--- BEGIN ---
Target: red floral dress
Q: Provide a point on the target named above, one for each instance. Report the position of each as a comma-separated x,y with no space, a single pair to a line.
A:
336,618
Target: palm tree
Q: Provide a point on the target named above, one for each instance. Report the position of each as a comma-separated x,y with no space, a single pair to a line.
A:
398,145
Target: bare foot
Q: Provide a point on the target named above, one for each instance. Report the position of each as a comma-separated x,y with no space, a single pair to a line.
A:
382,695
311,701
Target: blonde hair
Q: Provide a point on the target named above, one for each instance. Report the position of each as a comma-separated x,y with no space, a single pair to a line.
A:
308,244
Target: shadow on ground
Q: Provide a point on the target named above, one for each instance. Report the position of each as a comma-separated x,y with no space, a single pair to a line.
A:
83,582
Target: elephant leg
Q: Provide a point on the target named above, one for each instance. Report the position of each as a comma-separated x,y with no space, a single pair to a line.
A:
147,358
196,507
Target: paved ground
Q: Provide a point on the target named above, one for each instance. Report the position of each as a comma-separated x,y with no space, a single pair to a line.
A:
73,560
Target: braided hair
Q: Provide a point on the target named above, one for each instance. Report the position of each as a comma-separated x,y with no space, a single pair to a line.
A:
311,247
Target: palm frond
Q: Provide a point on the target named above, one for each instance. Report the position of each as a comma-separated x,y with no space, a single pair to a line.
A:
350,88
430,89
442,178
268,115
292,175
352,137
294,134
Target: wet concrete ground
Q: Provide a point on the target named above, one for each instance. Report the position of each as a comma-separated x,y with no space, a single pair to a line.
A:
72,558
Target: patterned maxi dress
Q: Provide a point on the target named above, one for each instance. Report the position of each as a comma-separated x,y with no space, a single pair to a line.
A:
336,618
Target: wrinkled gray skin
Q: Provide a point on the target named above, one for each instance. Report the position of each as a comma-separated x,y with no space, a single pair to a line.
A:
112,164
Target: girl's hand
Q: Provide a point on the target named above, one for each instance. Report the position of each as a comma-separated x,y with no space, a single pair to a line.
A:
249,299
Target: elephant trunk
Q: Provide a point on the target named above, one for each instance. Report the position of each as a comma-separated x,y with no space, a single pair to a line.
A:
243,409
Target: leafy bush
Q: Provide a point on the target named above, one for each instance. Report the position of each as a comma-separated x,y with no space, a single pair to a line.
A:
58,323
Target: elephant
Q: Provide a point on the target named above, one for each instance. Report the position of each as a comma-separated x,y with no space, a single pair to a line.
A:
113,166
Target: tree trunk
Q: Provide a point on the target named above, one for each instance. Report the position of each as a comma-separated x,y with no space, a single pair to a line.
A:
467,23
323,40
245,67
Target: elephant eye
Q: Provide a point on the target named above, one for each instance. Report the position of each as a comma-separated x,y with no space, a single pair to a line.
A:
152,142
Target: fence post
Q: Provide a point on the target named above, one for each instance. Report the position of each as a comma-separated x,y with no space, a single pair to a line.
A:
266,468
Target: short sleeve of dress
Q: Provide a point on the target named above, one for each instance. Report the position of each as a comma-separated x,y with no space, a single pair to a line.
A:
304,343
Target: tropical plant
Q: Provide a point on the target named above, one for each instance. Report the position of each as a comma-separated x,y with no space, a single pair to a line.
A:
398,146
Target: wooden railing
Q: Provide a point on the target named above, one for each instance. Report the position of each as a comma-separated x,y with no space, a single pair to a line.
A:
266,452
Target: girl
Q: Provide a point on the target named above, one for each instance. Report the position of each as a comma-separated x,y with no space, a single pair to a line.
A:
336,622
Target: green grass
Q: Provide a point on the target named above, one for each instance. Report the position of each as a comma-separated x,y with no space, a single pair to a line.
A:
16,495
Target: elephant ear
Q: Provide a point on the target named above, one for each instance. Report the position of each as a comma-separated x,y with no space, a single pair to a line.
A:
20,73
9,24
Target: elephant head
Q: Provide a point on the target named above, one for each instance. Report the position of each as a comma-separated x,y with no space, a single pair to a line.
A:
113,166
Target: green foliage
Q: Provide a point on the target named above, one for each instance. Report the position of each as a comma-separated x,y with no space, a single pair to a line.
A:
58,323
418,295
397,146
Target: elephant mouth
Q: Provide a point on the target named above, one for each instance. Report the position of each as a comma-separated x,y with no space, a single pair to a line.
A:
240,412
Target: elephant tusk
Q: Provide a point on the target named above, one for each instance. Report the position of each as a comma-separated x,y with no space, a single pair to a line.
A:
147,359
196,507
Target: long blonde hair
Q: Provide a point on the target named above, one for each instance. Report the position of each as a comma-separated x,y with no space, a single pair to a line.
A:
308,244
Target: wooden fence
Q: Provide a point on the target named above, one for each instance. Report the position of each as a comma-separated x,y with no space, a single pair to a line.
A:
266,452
--- END ---
**What this task involves:** Return every entry verbatim.

**Solution to this task:**
Target: red floral dress
Q: Provide a point on the target named above, one for each instance. Report the position of each as a comma-separated x,y with no space, a single pair to a line.
A:
336,618
Target: palm tree
Q: Provide a point on the target named above, one for each instance. Report the position of each as a comma-separated x,y with no space, a single pair to a line.
A:
398,145
Target: bare foot
Q: Provide a point on the target named above, one for each instance. Report the position of each as a comma-separated x,y with no space, a single pair to a line.
A:
382,695
311,701
Target: blonde hair
Q: Provide a point on the target named above, one for each instance. Report the position of each as a comma-separated x,y with no space, a single pair to a line.
A:
308,244
Target: shadow on ground
Q: Provide a point on the target named above, one for each instance. Report the position of each as a comma-separated x,y with no space, a single pair to a line.
A:
83,582
Target: elephant leg
Q: Provide a point on the target named above, one for each instance. Report the position of each as a comma-separated x,y with no space, a single pair to a line.
A:
147,358
196,507
Target: paved ground
Q: Provide a point on the target named above, one for each instance. Report the position of each as a comma-separated x,y with no space, a single pair to a line.
A:
73,560
Target: braided hair
Q: Provide a point on the target named above, one for each instance. Report the position of each as a comma-separated x,y with no space, a single pair to a line.
A:
311,247
Target: palm frond
Q: Provide a point on the target named above, one for each instance. Report the position of each as a comma-separated x,y with no space, a single pair to a line.
A:
350,88
430,89
442,178
268,115
292,175
352,137
294,134
Target: wet concrete ground
Q: Provide a point on the target named above, one for each instance. Report the position of each as a comma-separated x,y with no space, a single pair to a line.
A:
72,558
Target: patterned maxi dress
Q: Provide a point on the target named above, one for each instance. Report the position of each as a comma-separated x,y with no space, a single pair to a line.
A:
336,618
Target: wrinkled gray skin
Q: Provide a point on the target named above, one for each instance. Report the position of each as a comma-separated x,y with no space, a single pair to a line.
A:
112,164
Target: girl's hand
Q: Provide a point on the target named above, one for each instance. Report the position of each as a comma-separated x,y with no space, a single pair to a line.
A:
249,299
Target: elephant trunk
Q: Provide a point on the target named above, one for each instance. Report the position of each as a comma-separated x,y with no space, a single pair to a line.
A:
243,409
Target: leafy bush
Q: Provide a point on the target named above, one for each instance. Report the position of each as a comma-separated x,y with no space, a single pair to a line.
A:
58,323
Target: elephant
Q: Provide a point on the target named above, one for each instance. Report the position of each as a comma-separated x,y with no space, a single pair to a line.
A:
113,166
Target: tree trunk
Q: Provide a point on the target named above, one for each instance. Report the position of each as a comma-separated x,y with no space, a single pair to a line.
A:
467,23
323,40
245,67
Target: elephant eye
Q: Provide a point on the target named above, one for each instance. Report the position of each as a comma-separated x,y with no space, a single pair to a line.
A:
152,142
Target: fence post
Q: Provide a point on the target named above, one for each instance. Report the position of each as a comma-separated x,y with no space, a single pair to a line.
A:
266,468
Target: short sleeve of dress
Q: Provide a point on the target named above, one for each instance. Report the position of each as a comma-separated x,y with no space, a single pair to a line.
A:
304,343
Target: tropical plant
Q: Provide a point on the target named above, one for each instance. Report the position of each as a comma-separated x,y with no space, a single pair to a line.
A:
398,146
Target: wooden railing
Q: Provide a point on the target named above, one for each instance. Report the position of each as a comma-separated x,y with no space, a single pair to a line.
A:
266,452
Target: girl
Q: Provide a point on the target named above, one for each instance. Report the position of each as a comma-separated x,y with no space, a single pair to a line.
A:
336,622
Target: green grass
Q: Provide a point on the target named above, one for each instance. Report the position of each as a comma-separated x,y with no space, a single pair to a line.
A:
16,495
Target: elephant ear
Q: Provide a point on the target named above, one for each instance. Report the position of each as a comma-separated x,y with no space, a single pair to a line.
A:
20,73
9,24
Target: elephant head
Q: Provide a point on the target named above, one for each instance. Report the position of each as a comma-separated x,y with no space, a single pair to a line.
A:
113,166
Target: green foliage
Q: Provide a point on the target named above, one for each instance. Report the position of each as a comma-separated x,y with no space, a single pair to a line.
A:
58,323
418,295
397,146
Target: elephant mouth
Q: Provide a point on the target named above, one for each instance. Report the position of each as a comma-separated x,y with no space, a single pair to a line.
A:
240,412
Target: elephant tusk
Q: Provide a point on the target named above, one for each instance. Report the position of each as a comma-separated x,y with no space, a single pair to a line.
A:
147,359
196,507
Target: long blonde hair
Q: Provide a point on the target named above, one for each instance. Report the position of each as a comma-separated x,y with no space, a single pair to a line.
A:
308,244
Target: wooden fence
Q: Provide a point on the target named above, one for each instance. Report the position of each as a comma-separated x,y with no space, a single pair to a line.
A:
266,452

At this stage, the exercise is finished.